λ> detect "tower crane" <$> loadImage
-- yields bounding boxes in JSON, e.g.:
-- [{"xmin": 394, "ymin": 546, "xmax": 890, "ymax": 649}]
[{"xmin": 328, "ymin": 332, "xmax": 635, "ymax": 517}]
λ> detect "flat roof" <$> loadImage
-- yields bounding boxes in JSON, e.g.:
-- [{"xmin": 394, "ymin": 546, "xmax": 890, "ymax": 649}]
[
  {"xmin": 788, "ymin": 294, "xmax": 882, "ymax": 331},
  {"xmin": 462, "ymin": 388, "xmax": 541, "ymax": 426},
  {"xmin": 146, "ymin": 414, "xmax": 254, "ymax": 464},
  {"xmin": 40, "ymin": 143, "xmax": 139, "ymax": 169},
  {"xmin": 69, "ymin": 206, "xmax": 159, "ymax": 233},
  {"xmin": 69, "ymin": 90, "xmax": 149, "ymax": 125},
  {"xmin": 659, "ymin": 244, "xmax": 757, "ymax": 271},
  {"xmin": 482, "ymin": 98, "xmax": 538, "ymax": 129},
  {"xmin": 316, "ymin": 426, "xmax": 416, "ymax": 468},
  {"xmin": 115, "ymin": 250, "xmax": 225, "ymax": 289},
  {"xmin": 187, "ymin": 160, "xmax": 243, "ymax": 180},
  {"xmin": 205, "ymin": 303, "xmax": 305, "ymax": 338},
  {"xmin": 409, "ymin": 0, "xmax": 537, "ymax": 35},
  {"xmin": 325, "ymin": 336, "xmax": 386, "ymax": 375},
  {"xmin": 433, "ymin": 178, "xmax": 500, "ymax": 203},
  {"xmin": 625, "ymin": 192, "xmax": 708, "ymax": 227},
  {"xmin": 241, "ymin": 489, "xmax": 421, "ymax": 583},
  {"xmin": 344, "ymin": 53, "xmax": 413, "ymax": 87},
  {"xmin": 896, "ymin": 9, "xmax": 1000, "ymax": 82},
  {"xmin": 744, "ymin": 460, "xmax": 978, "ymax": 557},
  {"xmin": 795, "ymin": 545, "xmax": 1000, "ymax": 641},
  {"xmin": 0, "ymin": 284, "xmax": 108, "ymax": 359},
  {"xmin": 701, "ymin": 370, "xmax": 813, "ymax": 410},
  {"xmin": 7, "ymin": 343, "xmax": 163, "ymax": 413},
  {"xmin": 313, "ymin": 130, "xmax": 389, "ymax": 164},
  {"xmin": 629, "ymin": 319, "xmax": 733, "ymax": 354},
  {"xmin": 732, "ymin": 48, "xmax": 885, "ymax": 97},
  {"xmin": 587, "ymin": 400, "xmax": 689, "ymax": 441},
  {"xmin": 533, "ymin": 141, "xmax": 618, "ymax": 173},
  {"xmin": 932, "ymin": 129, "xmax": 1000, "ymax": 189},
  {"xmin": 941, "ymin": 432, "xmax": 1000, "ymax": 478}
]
##############################
Rewrite all of the data above as a JSON array of strings, one string per line, with any blank lines omitted.

[
  "λ> detect \"tower crane\" <$> loadImage",
  "-- yields bounding boxes in JSON, e.g.:",
  "-- [{\"xmin\": 394, \"ymin\": 546, \"xmax\": 890, \"ymax\": 649}]",
  "[{\"xmin\": 328, \"ymin\": 332, \"xmax\": 635, \"ymax\": 517}]",
  "λ> detect \"flat roof\" <$> loadImage",
  "-- yields bounding boxes in JSON, e.g.:",
  "-- [{\"xmin\": 394, \"ymin\": 546, \"xmax\": 890, \"ymax\": 649}]",
  "[",
  "  {\"xmin\": 788, \"ymin\": 294, \"xmax\": 882, \"ymax\": 331},",
  "  {\"xmin\": 462, \"ymin\": 388, \"xmax\": 541, \"ymax\": 426},",
  "  {\"xmin\": 146, \"ymin\": 414, \"xmax\": 254, \"ymax\": 464},",
  "  {\"xmin\": 40, \"ymin\": 143, \"xmax\": 139, \"ymax\": 169},",
  "  {\"xmin\": 69, \"ymin\": 206, \"xmax\": 159, \"ymax\": 233},",
  "  {\"xmin\": 69, \"ymin\": 90, \"xmax\": 149, \"ymax\": 125},",
  "  {\"xmin\": 659, \"ymin\": 244, \"xmax\": 757, \"ymax\": 271},",
  "  {\"xmin\": 482, \"ymin\": 98, \"xmax\": 538, \"ymax\": 129},",
  "  {\"xmin\": 316, \"ymin\": 426, \"xmax\": 416, \"ymax\": 468},",
  "  {\"xmin\": 115, \"ymin\": 250, \"xmax\": 225, \"ymax\": 289},",
  "  {\"xmin\": 187, \"ymin\": 160, \"xmax\": 243, \"ymax\": 180},",
  "  {\"xmin\": 205, \"ymin\": 303, \"xmax\": 305, \"ymax\": 338},",
  "  {\"xmin\": 409, \"ymin\": 0, \"xmax\": 537, \"ymax\": 35},",
  "  {\"xmin\": 325, \"ymin\": 336, \"xmax\": 386, \"ymax\": 375},",
  "  {\"xmin\": 433, \"ymin\": 178, \"xmax\": 500, \"ymax\": 203},",
  "  {\"xmin\": 625, \"ymin\": 192, \"xmax\": 708, \"ymax\": 227},",
  "  {\"xmin\": 241, \"ymin\": 489, \"xmax\": 421, \"ymax\": 583},",
  "  {\"xmin\": 344, \"ymin\": 53, \"xmax\": 413, \"ymax\": 87},",
  "  {\"xmin\": 896, \"ymin\": 9, \"xmax\": 1000, \"ymax\": 82},",
  "  {\"xmin\": 744, \"ymin\": 460, \"xmax\": 978, \"ymax\": 557},",
  "  {\"xmin\": 795, \"ymin\": 545, \"xmax\": 1000, \"ymax\": 641},",
  "  {\"xmin\": 0, \"ymin\": 284, \"xmax\": 108, \"ymax\": 359},",
  "  {\"xmin\": 701, \"ymin\": 370, \"xmax\": 813, \"ymax\": 410},",
  "  {\"xmin\": 7, \"ymin\": 343, \"xmax\": 163, \"ymax\": 413},",
  "  {\"xmin\": 313, \"ymin\": 130, \"xmax\": 389, \"ymax\": 164},",
  "  {\"xmin\": 629, \"ymin\": 319, \"xmax\": 733, \"ymax\": 354},",
  "  {\"xmin\": 732, \"ymin\": 48, \"xmax\": 885, \"ymax\": 97},",
  "  {\"xmin\": 587, \"ymin\": 400, \"xmax\": 689, \"ymax\": 441},",
  "  {\"xmin\": 533, \"ymin\": 141, \"xmax\": 618, \"ymax\": 173},",
  "  {\"xmin\": 932, \"ymin\": 129, \"xmax\": 1000, \"ymax\": 189},",
  "  {\"xmin\": 941, \"ymin\": 432, \"xmax\": 1000, \"ymax\": 478}",
  "]"
]